── Given information

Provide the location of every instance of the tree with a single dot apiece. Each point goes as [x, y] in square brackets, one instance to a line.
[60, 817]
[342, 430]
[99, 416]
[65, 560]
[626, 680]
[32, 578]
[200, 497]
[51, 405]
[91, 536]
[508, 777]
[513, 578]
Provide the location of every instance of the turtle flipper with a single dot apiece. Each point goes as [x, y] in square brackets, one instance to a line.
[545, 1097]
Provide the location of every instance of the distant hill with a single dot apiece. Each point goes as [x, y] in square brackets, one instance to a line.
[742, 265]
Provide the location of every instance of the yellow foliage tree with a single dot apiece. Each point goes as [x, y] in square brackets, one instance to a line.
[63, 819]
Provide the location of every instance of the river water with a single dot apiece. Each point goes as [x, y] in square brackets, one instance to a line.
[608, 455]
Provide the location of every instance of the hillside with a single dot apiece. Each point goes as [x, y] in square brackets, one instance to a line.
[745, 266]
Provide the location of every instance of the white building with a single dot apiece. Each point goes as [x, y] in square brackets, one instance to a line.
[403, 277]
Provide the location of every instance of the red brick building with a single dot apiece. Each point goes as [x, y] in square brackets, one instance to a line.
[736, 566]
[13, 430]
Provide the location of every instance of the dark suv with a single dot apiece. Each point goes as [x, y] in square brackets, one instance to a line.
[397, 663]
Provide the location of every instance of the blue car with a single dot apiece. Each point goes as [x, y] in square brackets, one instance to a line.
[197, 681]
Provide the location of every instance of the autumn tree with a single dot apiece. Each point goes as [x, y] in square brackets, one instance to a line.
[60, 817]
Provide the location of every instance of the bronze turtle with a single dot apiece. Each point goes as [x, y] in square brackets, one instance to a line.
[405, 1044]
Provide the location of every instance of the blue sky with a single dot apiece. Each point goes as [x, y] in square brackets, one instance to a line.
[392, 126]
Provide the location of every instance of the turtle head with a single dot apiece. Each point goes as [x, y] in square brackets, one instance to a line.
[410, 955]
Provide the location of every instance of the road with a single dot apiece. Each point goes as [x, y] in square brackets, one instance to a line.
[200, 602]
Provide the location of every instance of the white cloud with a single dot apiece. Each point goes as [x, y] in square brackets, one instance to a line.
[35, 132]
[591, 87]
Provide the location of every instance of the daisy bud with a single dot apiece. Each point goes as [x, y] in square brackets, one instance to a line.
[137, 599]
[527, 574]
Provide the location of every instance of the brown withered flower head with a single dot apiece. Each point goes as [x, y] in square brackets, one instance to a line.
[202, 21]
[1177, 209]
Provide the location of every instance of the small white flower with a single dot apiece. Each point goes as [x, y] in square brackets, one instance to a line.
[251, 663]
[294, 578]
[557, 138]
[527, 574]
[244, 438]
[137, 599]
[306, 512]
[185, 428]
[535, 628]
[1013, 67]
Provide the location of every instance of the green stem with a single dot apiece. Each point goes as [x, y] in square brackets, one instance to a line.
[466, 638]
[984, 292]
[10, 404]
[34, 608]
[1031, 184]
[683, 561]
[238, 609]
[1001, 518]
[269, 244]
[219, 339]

────

What is required:
So that nothing is lost, please repeat all of the entries exactly.

Output of the task:
Provide the location of every instance of the tree with a single dot apiece. Each point goes as [x, y] in square brackets, one instance to a line.
[60, 817]
[342, 430]
[99, 416]
[65, 560]
[626, 680]
[32, 578]
[200, 497]
[51, 405]
[91, 536]
[508, 777]
[513, 578]
Provide the location of every instance of the turtle flipper with a single dot apiece. Each point goes as [x, y] in square brackets, one instance to a line.
[545, 1097]
Provide the location of every instance of the distant hill with a single dot apiece. Each point goes as [x, y] in square brackets, one instance to a line.
[742, 265]
Provide the location of every instance of the yellow foliage tree with a single dot apiece. Each point goes as [x, y] in square brackets, one instance to a line.
[63, 819]
Provide the location of every instance of the river water with a single dot apiece. Each point goes as [x, y] in square brackets, one instance to a line.
[608, 455]
Provide the location of every instance of the hillside with a single dot apiece. Each point goes as [x, y] in square brackets, one instance to a line.
[745, 266]
Provide the location of every instance of the white building with a single dot apiece. Each point goes as [x, y] in square brackets, one instance to a line.
[403, 277]
Provide the location of every instance of the red brick building with a single dot apiece. Each point goes as [x, y] in square brackets, one instance to a line.
[736, 566]
[13, 430]
Provide the location of every instance of the dark suv with a single dot apiece. Each point goes as [x, y] in square brackets, one instance to a line.
[397, 663]
Provide the location of every instance of the blue car with a single dot apiece. Each point goes as [x, y] in square brackets, one instance to a line.
[197, 681]
Provide the location of every instance of the autumn tree with a single dot apiece. Each point goes as [x, y] in square brackets, one instance to a line.
[60, 817]
Provide the location of every instance of the bronze turtle with a single dot apiece. Each point goes as [x, y] in square brackets, one instance to a line.
[405, 1044]
Provide the location of every instance of the blue sky with a single dot apiece. Each point goes as [x, y] in square brackets, one instance to a line.
[392, 126]
Provide the location of every instance of the turtle head with a single dot apiece. Each point goes as [x, y] in square brackets, one instance to a line.
[410, 955]
Provide the location of every instance of the road with a single dot apiece. Each point goes as [x, y] in square brackets, one instance to a line.
[200, 602]
Provide the location of every instance of the white cloud with a single dot apiece. Each point goes as [x, y] in square brackets, one instance to a line.
[35, 132]
[591, 87]
Provide the location of every instance of the daisy bud with a single dot apiece. Each point goes as [x, y] in square brackets, one instance to a line.
[137, 599]
[527, 574]
Provide the location of every instance of the brown withered flower head with a single dot apiece. Each point goes as [x, y] in square brackets, one instance to a line.
[202, 21]
[1177, 209]
Provide the location of every instance of the small white flower with a single dot apiece. Each point goes as [x, y] in square brackets, one instance to a line.
[251, 663]
[294, 578]
[557, 138]
[527, 574]
[244, 438]
[137, 599]
[306, 512]
[185, 428]
[535, 628]
[1013, 67]
Provide the location of every instance of the green stem with a single dot apiece. Each point goes as [x, y] in square brackets, one instance to a line.
[466, 638]
[984, 292]
[10, 404]
[34, 608]
[1031, 184]
[683, 561]
[238, 609]
[1001, 518]
[269, 244]
[219, 339]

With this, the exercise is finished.